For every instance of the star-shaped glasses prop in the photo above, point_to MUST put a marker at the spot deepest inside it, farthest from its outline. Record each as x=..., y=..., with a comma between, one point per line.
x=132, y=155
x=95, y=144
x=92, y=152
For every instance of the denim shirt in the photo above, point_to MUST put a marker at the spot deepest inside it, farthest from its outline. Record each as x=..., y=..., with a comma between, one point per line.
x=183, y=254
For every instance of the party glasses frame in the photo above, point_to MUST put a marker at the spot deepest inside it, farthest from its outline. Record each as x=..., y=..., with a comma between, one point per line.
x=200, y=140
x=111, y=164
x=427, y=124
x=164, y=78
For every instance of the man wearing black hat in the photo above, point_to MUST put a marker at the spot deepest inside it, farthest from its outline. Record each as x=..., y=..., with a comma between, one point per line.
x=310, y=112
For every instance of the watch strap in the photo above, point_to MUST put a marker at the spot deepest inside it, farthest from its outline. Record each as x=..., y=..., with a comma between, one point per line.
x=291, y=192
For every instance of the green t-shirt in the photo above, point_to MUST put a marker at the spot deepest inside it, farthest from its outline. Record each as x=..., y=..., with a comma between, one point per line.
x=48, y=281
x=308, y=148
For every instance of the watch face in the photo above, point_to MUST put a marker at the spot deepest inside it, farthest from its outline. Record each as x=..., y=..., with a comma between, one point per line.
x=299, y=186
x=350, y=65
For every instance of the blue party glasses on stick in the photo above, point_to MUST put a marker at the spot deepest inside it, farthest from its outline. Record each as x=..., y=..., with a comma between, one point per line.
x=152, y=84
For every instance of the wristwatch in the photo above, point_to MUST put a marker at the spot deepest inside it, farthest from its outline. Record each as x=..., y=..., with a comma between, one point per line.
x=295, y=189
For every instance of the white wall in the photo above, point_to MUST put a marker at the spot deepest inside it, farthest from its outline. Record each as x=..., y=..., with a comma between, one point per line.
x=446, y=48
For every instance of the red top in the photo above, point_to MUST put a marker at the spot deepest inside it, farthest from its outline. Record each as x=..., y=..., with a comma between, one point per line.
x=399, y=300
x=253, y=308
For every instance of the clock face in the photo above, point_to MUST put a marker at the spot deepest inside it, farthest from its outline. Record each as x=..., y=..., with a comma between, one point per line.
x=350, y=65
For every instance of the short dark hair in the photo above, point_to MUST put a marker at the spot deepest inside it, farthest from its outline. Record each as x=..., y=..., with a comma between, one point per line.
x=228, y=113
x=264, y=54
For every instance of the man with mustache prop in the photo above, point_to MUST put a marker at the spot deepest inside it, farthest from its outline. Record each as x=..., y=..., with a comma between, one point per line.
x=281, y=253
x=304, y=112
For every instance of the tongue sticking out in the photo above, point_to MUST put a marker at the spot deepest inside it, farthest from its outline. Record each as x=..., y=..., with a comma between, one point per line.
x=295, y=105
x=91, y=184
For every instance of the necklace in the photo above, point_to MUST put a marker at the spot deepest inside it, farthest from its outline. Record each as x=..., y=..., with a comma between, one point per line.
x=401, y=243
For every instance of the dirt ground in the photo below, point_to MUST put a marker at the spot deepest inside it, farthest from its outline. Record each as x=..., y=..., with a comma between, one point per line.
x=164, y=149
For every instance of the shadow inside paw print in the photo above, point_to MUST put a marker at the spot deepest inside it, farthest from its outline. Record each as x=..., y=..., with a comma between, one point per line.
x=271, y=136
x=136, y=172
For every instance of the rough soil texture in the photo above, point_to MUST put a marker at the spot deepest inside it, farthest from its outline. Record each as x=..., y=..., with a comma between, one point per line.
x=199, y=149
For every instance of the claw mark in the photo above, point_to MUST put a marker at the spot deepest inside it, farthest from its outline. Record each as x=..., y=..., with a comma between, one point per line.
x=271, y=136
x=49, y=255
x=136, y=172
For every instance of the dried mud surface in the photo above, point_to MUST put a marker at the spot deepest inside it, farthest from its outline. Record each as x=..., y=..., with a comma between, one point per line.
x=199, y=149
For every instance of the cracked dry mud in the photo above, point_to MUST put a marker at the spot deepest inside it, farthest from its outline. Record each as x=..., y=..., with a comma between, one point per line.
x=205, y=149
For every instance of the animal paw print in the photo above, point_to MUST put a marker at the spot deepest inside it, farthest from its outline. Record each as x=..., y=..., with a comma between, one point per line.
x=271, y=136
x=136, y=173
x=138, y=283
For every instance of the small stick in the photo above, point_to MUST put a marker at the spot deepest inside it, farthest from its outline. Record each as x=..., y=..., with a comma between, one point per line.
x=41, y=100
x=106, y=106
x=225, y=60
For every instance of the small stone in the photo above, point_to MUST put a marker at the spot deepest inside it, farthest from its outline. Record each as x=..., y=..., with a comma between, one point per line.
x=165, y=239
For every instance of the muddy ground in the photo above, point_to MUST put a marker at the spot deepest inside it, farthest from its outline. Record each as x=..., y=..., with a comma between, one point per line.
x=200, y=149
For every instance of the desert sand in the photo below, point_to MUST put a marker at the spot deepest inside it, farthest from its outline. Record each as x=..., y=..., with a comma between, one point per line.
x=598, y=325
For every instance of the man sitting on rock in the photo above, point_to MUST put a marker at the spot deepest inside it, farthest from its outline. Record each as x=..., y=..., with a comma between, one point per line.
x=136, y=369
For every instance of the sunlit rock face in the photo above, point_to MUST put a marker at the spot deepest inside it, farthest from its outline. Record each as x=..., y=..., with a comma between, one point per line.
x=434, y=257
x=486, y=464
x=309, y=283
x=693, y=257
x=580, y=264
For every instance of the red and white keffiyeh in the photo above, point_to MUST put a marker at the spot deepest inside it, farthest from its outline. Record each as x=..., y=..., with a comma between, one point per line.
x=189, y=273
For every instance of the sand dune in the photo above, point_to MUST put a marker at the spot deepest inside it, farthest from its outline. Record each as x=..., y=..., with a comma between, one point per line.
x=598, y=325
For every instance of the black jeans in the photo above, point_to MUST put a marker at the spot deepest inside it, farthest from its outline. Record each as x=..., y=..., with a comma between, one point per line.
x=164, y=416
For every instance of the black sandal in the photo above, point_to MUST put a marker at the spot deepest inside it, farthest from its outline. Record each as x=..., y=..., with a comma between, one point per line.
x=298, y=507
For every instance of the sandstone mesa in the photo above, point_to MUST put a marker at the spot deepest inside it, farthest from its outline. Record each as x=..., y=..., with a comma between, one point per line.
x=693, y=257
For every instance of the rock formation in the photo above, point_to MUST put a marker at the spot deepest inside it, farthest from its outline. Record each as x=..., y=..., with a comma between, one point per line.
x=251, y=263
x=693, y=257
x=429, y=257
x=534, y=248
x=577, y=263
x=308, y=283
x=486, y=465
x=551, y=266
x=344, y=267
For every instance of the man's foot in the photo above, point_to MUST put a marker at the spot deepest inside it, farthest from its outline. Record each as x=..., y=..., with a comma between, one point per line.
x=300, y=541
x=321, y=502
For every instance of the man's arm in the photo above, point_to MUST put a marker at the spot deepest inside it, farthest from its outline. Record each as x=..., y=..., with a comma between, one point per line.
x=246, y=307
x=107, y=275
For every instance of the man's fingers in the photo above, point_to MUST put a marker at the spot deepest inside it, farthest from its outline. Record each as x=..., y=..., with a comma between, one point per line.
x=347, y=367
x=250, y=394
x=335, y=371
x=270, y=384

:: Short exercise ::
Return all of the material above line by line, changing nothing, from the first line through the last.

:: Answer to this task ::
For every instance of the star-shaped glasses prop in the photo above, point_to MUST put a marker at the spot deepest inside it, farthest from its outline. Record each as x=..., y=..., with a comma between, one point per line.
x=132, y=155
x=95, y=144
x=92, y=152
For every instance of the denim shirt in the photo above, point_to MUST put a marker at the spot deepest inside it, farthest from its outline. Record each as x=..., y=..., with a comma between, one point per line.
x=183, y=254
For every instance of the party glasses frame in the photo above, point_to MUST put a marker at the spot deepest inside it, farthest from its outline. Record each as x=..., y=..., with a comma between, one point per line.
x=200, y=140
x=111, y=164
x=427, y=124
x=164, y=78
For every instance of the man wearing black hat in the photo above, point_to MUST put a marker at the spot deepest inside it, farthest from its outline. Record each as x=..., y=..., with a comma between, one point per line.
x=310, y=112
For every instance of the watch strap in the photo above, point_to MUST put a marker at the spot deepest inside it, farthest from its outline. Record each as x=..., y=..., with a comma between, one point per line.
x=291, y=192
For every instance of the green t-shirt in the photo above, point_to MUST put a marker at the spot deepest inside it, farthest from its outline. Record each as x=..., y=..., with a comma between, one point per line.
x=48, y=281
x=308, y=148
For every instance of the watch face in the photo above, point_to MUST put a marker at the spot deepest inside it, farthest from its outline. Record each as x=..., y=..., with a comma between, one point per line.
x=299, y=186
x=350, y=65
For every instance of the blue party glasses on stick in the photo above, point_to MUST put a marker at the spot deepest inside it, farthest from its outline. Record each as x=..., y=..., with a comma between, one point per line.
x=152, y=84
For every instance of the wristwatch in the photo above, point_to MUST put a marker at the spot deepest inside it, farthest from its outline. Record each as x=..., y=..., with a comma between, one point per line.
x=295, y=189
For every instance of the white wall in the photo above, point_to MUST put a marker at the spot deepest inside it, farthest from its outline. Record each as x=..., y=..., with a comma between, one point per line.
x=446, y=48
For every instance of the red top in the photo above, point_to MUST put a marker at the spot deepest inside it, farthest from its outline. Record each as x=..., y=..., with a comma between, one point per line.
x=399, y=300
x=253, y=308
For every instance of the clock face in the photo above, point_to MUST put a marker at the spot deepest inside it, farthest from its outline. Record each as x=..., y=..., with a comma between, one point per line.
x=350, y=65
For every instance of the short dark hair in the photo above, point_to MUST put a marker at the spot deepest inside it, farthest from its outline. Record each as x=..., y=..., with a comma between, one point per line.
x=228, y=113
x=264, y=54
For every instance of the man with mustache prop in the photo above, point_to MUST put a marker at the spot deepest inside it, farthest from its outline. Record each as x=..., y=..., with a comma between, one point per line.
x=281, y=253
x=304, y=112
For every instance of the tongue sticking out in the photo above, point_to MUST put a marker at the spot deepest inside it, farthest from its outline. Record each as x=..., y=..., with a comma between, one point per line.
x=295, y=105
x=91, y=184
For every instance of the necklace in the photo above, point_to MUST put a marker at the spot deepest inside it, farthest from its outline. Record each as x=..., y=..., with a comma between, one point per line.
x=401, y=243
For every instance of the dirt ground in the photo below, point_to MUST put a marker at the spot deepest inside it, farthest from its outline. Record each as x=..., y=..., with a comma between, one point per line.
x=164, y=149
For every instance of the shadow inside paw print in the photo above, point_to MUST put a marker at the spot deepest inside it, farthest from its outline. Record each as x=..., y=..., with a comma between, one point per line.
x=271, y=136
x=136, y=172
For every instance of the rough soil texture in the photo above, point_to MUST put a marker at the spot deepest inside it, farthest from its outline. Record each as x=..., y=..., with a comma between, one point per line.
x=199, y=149
For every instance of the claw mark in the photo above, point_to MUST put a marker at the spot deepest inside it, farthest from its outline. Record each as x=..., y=..., with a comma between, one point per line.
x=271, y=136
x=49, y=255
x=136, y=172
For every instance of the dried mud surface in the photo above, point_to MUST put a marker at the spot deepest inside it, farthest from its outline. Record each as x=..., y=..., with a comma between, one point per line.
x=199, y=149
For every instance of the cracked dry mud in the photo above, point_to MUST put a marker at the spot deepest inside it, farthest from its outline. Record each as x=..., y=..., with a comma between, one point per line.
x=205, y=149
For every instance of the animal paw print in the photo above, point_to MUST put a marker at the spot deepest inside it, farthest from its outline. Record each as x=..., y=..., with a comma between, one point per line.
x=271, y=136
x=136, y=173
x=138, y=283
For every instance of the small stick in the photo above, point_to MUST put a marker at the spot deepest inside it, farthest from its outline. Record each as x=..., y=..., with a comma between, one point per line.
x=41, y=100
x=106, y=106
x=225, y=60
For every instance of the small stone in the photo above, point_to MUST put a marker at the spot deepest inside it, farthest from its outline. Record each as x=..., y=..., with a comma between, one point per line.
x=165, y=239
For every instance of the muddy ground in the photo above, point_to MUST put a marker at the spot deepest inside it, farthest from its outline. Record each as x=..., y=..., with a comma between, one point per line.
x=200, y=149
For every instance of the desert sand in the photo below, point_to MUST put a marker at the spot deepest inside it, farthest from its outline. Record each as x=..., y=..., with a comma between, one point per line.
x=598, y=325
For every instance of the man sitting on rock in the photo above, point_to MUST put a marker at the spot deepest inside it, farthest from its outline. Record each as x=..., y=..., with a comma between, one point per line.
x=136, y=369
For every instance of the sunlit rock face in the photo above, point_to MUST put a marker at the spot deepest inside it, farthest from its outline. Record each as x=..., y=..., with a comma between, one point per line.
x=434, y=257
x=486, y=464
x=309, y=283
x=693, y=257
x=580, y=264
For every instance of the red and white keffiyeh in the photo above, point_to MUST put a marker at the spot deepest inside it, farthest from its outline. Record each as x=..., y=..., with a comma between, one point per line.
x=189, y=273
For every instance of the sand dune in the photo above, point_to MUST put a marker at the spot deepest inside it, farthest from its outline. Record each as x=..., y=..., with a comma between, one point per line.
x=598, y=325
For every instance of the black jeans in the photo above, point_to MUST put a marker at the spot deepest inside it, farthest from its outline. Record each as x=..., y=..., with a comma between, one point per line.
x=164, y=416
For every instance of the black sandal in the photo above, point_to MUST put a marker at the spot deepest inside it, farthest from its outline. Record each as x=..., y=..., with a comma between, one point per line.
x=298, y=507
For every instance of the sandstone mesa in the photo above, point_to MUST put a marker at the spot deepest inside it, farthest from its outline. Record each as x=..., y=..., with a comma between, one point per line.
x=693, y=257
For every instance of the rock formation in the photo above, point_to MUST put a marker at the spot deepest inside it, farthest from its outline. Record each as x=..., y=..., with a comma between, one point per line.
x=251, y=263
x=693, y=257
x=429, y=257
x=534, y=248
x=577, y=263
x=308, y=283
x=486, y=465
x=551, y=266
x=344, y=267
For every instance of the man's foot in the photo above, point_to MUST put a marker at the spot deepest inside it, farthest from its outline. Record each as x=..., y=..., with a comma between, one point per line.
x=300, y=541
x=321, y=502
For every instance of the man's arm in the photo above, point_to MUST put a marker at the spot deepest inside it, farthest from its outline. Record each as x=..., y=..., with a comma between, one point per line.
x=246, y=307
x=107, y=275
For every instance of the man's fingers in the photo above, point_to MUST put a marker at the spot deepest inside it, farthest from its outline. Record each as x=..., y=..., with a comma between, one point per line.
x=347, y=367
x=250, y=394
x=335, y=371
x=270, y=384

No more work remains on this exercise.